• Task: From the entries below, return only the lines starting at the one that contains "Target: side mirror" and ending at the one that contains "Target: wheel spoke", exactly as they stand.
[Supplied material]
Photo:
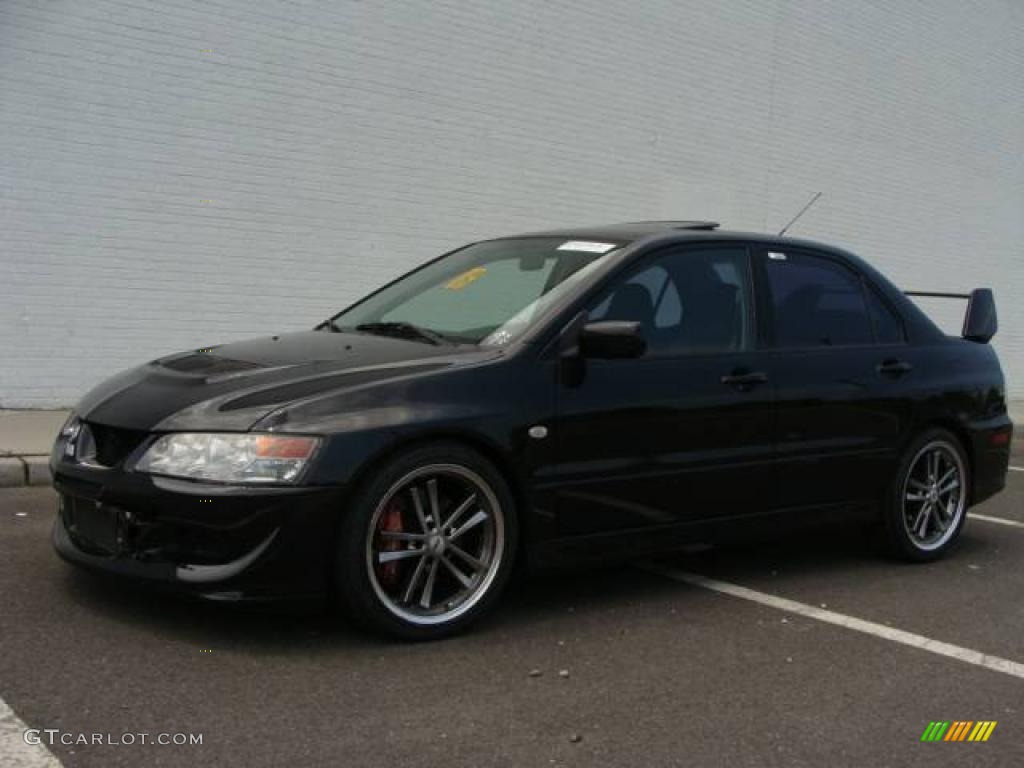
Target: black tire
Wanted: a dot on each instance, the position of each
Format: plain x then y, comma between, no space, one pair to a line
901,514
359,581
[/Supplied material]
[Supplied material]
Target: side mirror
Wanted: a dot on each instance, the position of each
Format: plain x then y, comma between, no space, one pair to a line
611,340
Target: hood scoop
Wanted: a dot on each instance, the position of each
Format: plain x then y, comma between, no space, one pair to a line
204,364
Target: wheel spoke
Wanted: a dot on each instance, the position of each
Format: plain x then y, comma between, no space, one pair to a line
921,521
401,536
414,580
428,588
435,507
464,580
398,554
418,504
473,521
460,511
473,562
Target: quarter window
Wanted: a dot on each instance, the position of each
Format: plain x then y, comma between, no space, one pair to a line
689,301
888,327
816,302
[/Supplied material]
[Supplied material]
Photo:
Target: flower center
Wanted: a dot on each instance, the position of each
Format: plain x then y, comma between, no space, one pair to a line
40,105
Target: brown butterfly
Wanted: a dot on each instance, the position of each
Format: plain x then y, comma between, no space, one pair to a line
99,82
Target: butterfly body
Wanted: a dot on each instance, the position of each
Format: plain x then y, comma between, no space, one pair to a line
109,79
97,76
[/Supplied material]
• Task response:
Target: side mirror
Wanted: a dot on each instance, the position of each
Format: plain x then y, comma between, no space, one pair to a line
611,340
Target: hood scoop
Wanted: a dot on each instance, the position of each
Format: plain x then y, comma between, no space, one pair to a line
204,364
Target: wheel spoke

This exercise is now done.